• [What is being asked]: Your response should consist of the entries below, reproduced exactly and without their images.

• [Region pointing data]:
<<<<

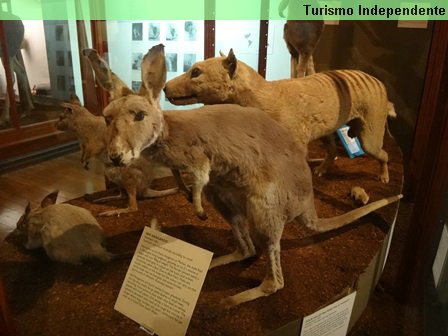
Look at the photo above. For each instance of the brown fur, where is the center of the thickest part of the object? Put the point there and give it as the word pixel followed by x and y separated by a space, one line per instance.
pixel 301 38
pixel 136 179
pixel 117 88
pixel 311 107
pixel 67 233
pixel 251 169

>>>>

• [Task output]:
Look at the photo above. For each instance of the brown fur, where is the center of the thickest part of the object? Put the point there and give it as the word pixel followed by x and y separated by a space, one line per instance.
pixel 301 38
pixel 136 179
pixel 117 88
pixel 311 107
pixel 67 233
pixel 251 169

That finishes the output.